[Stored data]
▼
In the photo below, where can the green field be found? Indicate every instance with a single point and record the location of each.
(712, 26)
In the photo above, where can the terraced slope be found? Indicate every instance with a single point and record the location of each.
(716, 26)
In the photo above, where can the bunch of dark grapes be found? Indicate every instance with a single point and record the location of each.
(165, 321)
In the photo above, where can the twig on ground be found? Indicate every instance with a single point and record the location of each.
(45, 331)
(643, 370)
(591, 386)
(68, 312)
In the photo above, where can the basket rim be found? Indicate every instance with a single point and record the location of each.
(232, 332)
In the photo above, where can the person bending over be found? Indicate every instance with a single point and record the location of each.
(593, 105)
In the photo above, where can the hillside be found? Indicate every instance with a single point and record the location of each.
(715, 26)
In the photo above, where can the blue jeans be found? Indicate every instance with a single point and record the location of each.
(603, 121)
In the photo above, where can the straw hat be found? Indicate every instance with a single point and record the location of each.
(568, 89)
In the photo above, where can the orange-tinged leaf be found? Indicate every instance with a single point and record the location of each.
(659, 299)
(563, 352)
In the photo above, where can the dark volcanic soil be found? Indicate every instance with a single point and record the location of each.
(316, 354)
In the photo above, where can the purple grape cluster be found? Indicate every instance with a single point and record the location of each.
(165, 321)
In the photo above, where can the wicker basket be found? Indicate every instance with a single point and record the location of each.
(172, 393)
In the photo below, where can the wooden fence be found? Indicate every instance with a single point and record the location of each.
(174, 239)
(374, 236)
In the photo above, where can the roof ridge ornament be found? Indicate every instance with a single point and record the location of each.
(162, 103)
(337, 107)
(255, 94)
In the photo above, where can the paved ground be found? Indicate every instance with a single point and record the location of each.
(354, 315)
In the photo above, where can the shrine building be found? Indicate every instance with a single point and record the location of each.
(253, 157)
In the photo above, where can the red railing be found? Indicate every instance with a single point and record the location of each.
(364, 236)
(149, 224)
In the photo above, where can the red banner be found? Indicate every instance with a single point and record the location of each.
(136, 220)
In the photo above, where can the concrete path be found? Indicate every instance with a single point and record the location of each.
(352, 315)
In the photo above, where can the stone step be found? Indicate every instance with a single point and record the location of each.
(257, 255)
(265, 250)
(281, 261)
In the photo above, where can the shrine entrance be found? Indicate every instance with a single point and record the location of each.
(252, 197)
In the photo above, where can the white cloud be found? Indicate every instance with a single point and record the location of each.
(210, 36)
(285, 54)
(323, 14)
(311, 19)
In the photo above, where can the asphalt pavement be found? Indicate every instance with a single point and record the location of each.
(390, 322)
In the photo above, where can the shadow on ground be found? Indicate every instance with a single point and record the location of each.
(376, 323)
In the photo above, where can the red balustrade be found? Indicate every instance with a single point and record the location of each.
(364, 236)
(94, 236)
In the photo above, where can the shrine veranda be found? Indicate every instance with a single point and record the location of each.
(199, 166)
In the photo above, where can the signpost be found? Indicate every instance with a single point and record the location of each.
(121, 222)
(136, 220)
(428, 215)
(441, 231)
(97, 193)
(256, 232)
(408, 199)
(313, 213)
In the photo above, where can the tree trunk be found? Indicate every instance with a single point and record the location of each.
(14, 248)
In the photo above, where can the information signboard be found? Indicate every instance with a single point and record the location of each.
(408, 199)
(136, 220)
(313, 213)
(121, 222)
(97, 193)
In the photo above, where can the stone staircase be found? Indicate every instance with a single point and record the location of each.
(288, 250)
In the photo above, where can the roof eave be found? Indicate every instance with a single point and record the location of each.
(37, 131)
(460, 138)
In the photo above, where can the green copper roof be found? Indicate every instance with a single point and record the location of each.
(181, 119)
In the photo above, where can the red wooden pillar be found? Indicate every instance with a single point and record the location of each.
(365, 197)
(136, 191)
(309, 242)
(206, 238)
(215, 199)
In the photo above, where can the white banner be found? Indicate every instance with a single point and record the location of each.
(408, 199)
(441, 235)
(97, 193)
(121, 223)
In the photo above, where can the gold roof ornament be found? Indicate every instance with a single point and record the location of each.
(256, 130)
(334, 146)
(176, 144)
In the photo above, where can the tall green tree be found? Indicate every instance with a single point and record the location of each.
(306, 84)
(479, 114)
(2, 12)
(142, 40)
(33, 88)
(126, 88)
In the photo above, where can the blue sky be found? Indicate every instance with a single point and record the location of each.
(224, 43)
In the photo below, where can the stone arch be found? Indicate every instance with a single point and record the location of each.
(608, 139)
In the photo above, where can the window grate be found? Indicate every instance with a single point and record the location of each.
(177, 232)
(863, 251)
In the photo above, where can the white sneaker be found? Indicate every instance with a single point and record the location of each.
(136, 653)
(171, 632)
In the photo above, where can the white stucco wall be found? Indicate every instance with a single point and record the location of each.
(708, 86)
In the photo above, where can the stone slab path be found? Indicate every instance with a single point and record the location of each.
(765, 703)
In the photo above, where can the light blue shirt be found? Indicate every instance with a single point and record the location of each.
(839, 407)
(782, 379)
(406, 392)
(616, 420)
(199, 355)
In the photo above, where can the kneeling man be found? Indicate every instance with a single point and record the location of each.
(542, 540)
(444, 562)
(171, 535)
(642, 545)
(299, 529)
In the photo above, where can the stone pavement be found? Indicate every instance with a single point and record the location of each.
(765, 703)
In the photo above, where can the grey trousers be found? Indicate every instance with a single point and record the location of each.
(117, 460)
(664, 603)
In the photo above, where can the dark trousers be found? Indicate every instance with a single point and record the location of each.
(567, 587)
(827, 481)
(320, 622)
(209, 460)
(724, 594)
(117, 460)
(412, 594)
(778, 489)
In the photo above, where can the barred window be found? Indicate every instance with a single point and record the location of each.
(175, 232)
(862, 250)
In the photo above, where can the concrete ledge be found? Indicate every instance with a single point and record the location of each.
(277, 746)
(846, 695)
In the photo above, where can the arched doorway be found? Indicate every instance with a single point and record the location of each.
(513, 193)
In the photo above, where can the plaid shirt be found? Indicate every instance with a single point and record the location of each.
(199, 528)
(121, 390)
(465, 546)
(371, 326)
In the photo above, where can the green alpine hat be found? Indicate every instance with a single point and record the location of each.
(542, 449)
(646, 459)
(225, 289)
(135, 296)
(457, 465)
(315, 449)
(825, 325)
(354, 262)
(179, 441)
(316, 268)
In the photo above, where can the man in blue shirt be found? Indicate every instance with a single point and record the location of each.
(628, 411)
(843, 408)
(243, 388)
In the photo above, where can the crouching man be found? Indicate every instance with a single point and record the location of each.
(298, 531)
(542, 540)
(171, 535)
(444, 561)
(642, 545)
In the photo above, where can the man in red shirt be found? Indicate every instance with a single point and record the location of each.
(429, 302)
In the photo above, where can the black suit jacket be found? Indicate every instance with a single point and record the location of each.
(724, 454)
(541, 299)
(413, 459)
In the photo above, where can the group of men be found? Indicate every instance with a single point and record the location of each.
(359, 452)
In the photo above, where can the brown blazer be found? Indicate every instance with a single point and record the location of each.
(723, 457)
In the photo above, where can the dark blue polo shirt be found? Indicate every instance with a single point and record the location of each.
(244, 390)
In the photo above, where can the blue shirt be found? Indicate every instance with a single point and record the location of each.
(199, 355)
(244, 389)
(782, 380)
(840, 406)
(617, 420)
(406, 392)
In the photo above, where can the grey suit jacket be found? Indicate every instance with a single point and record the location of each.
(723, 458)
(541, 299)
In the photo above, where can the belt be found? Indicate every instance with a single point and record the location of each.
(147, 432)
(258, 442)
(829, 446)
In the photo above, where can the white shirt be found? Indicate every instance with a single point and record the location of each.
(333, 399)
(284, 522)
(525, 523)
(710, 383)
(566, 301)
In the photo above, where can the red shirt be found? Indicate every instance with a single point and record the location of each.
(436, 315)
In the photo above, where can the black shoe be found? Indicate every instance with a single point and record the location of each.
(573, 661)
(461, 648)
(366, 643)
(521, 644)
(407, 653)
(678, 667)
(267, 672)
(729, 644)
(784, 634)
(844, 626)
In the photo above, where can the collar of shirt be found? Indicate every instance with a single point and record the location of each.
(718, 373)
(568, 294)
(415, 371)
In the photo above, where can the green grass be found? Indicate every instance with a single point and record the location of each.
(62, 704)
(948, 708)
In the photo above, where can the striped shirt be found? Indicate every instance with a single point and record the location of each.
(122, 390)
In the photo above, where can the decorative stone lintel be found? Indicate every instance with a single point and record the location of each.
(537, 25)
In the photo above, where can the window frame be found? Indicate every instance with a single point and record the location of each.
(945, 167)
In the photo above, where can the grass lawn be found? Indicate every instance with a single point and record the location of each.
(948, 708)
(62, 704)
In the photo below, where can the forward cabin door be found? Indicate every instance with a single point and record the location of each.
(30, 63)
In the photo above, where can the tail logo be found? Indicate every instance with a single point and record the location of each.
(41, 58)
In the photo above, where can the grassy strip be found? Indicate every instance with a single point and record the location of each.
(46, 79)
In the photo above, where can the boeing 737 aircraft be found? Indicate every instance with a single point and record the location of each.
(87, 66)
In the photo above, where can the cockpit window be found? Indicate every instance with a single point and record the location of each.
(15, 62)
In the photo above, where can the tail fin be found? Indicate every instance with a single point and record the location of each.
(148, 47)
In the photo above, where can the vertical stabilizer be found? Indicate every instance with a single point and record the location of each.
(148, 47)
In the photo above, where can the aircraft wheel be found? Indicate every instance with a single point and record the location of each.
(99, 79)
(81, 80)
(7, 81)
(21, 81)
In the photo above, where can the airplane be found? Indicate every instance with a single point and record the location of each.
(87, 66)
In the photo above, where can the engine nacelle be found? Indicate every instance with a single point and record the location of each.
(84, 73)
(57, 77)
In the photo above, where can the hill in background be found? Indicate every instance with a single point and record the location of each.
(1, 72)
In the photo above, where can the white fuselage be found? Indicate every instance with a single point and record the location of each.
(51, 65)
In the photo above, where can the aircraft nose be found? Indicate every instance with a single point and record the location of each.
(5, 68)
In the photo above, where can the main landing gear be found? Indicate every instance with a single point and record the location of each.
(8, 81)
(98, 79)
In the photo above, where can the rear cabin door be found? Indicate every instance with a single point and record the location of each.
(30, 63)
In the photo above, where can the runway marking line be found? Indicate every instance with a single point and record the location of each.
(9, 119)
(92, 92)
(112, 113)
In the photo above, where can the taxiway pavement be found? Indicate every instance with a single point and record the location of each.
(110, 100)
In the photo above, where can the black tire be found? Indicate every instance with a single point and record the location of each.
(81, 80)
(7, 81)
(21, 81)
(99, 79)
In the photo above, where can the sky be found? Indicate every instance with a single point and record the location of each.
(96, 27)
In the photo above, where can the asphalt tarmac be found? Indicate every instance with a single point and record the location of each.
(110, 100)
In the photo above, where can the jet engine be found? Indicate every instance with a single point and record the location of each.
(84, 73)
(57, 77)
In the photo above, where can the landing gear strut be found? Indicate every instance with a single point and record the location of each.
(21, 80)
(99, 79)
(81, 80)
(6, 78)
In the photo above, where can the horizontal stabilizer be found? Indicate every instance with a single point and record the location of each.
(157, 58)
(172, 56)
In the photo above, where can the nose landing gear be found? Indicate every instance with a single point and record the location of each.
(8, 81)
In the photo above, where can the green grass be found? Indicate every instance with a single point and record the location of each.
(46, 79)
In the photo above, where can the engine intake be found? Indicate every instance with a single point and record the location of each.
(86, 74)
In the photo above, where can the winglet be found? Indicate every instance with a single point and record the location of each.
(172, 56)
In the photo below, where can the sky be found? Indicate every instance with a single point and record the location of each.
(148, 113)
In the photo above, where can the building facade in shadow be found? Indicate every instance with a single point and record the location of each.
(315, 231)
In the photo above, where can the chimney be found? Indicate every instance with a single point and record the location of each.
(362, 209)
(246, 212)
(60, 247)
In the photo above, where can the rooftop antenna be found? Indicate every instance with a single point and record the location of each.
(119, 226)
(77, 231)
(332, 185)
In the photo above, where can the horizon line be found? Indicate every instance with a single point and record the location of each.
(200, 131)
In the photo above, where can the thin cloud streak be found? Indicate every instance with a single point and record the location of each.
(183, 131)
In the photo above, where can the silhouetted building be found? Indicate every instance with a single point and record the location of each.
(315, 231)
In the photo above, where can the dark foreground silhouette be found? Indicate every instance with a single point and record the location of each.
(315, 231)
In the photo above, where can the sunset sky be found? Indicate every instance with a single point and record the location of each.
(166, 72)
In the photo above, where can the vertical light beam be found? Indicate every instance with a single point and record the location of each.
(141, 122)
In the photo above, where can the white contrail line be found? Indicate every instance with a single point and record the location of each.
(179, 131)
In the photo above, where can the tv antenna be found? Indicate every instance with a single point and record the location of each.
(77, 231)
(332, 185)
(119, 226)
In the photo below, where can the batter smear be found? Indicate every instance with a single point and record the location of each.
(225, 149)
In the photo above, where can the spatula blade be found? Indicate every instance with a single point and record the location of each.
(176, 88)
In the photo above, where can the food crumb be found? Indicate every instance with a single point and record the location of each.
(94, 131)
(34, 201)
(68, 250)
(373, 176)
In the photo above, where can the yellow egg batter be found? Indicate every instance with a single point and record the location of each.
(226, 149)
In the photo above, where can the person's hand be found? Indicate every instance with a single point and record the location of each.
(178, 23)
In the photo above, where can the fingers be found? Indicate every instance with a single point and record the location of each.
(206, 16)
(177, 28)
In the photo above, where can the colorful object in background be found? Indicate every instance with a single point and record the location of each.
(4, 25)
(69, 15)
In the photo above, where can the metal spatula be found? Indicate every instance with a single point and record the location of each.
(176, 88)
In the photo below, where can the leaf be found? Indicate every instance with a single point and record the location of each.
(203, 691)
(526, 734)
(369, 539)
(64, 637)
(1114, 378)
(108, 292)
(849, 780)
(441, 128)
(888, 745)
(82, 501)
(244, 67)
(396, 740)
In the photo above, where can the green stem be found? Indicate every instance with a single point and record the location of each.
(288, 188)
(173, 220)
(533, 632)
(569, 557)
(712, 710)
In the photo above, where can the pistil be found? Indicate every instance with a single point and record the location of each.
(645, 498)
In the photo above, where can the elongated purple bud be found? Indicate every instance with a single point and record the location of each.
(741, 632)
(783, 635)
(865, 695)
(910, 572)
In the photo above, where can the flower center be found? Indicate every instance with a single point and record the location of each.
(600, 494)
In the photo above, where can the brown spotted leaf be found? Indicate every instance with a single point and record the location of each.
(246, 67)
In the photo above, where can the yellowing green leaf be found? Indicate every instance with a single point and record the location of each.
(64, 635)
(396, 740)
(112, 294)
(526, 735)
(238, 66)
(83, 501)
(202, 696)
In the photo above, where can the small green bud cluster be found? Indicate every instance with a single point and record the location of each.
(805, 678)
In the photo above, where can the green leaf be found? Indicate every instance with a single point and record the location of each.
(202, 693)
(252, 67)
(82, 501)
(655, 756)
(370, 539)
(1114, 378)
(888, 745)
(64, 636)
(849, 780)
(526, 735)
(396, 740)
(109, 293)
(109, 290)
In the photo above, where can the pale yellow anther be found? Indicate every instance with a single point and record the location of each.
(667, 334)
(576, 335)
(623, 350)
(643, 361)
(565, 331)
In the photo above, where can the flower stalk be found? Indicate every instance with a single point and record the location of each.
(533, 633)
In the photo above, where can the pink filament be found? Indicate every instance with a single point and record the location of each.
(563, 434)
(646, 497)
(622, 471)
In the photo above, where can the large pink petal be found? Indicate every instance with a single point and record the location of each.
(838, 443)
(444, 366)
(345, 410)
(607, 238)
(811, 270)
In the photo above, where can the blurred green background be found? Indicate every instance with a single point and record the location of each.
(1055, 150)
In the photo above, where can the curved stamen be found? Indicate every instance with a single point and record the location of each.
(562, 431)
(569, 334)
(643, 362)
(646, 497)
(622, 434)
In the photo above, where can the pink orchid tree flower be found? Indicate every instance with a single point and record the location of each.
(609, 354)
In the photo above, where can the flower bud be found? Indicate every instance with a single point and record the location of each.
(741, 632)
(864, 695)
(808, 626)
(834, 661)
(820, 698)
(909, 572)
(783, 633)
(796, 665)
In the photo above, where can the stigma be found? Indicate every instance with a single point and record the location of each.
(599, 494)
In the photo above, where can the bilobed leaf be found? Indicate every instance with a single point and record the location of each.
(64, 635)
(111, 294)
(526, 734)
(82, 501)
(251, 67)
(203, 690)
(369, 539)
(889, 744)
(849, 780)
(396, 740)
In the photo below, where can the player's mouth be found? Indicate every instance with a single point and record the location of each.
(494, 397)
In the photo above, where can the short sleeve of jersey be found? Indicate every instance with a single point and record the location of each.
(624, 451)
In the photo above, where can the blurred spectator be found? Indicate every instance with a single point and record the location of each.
▲
■ **THE REQUEST**:
Give again only the lines of the material above that run from the one with "In the photo above, where can the blurred green" through the end, both included, exactly as they appear.

■ **EXERCISE OUTPUT**:
In the photo above, where can the blurred green background be found? Indicate every instance with a single point and record the location of each.
(1055, 150)
In the photo above, where can the curved stamen be found? Indicate every instance with a single point and record the location of each.
(562, 431)
(569, 334)
(643, 362)
(646, 497)
(622, 434)
In the photo above, where can the pink orchid tree flower be found? Indicate every instance with a single point and record the location of each.
(609, 354)
In the photo above, where can the flower bud be found? Indicate every instance with a single point and record the location of each.
(741, 632)
(864, 695)
(808, 626)
(834, 661)
(820, 698)
(909, 572)
(783, 633)
(796, 665)
In the photo above, where can the stigma be found? Indicate every instance with a single point and record the location of each.
(599, 494)
In the photo above, where can the bilobed leaf be found? Indicate every instance with a single point and record the location of each.
(64, 635)
(111, 294)
(526, 734)
(82, 501)
(251, 67)
(203, 690)
(369, 539)
(889, 744)
(849, 780)
(396, 740)
In the photo below, where can the player's mouth be found? Indicate every instance with a single point and record the location of each.
(494, 397)
In the photo above, where can the short sleeve of jersey be found? Indicate every instance with a single point and record the location of each.
(624, 451)
In the photo above, where can the blurred spectator be found? Indicate every instance with a single point and record the location of each.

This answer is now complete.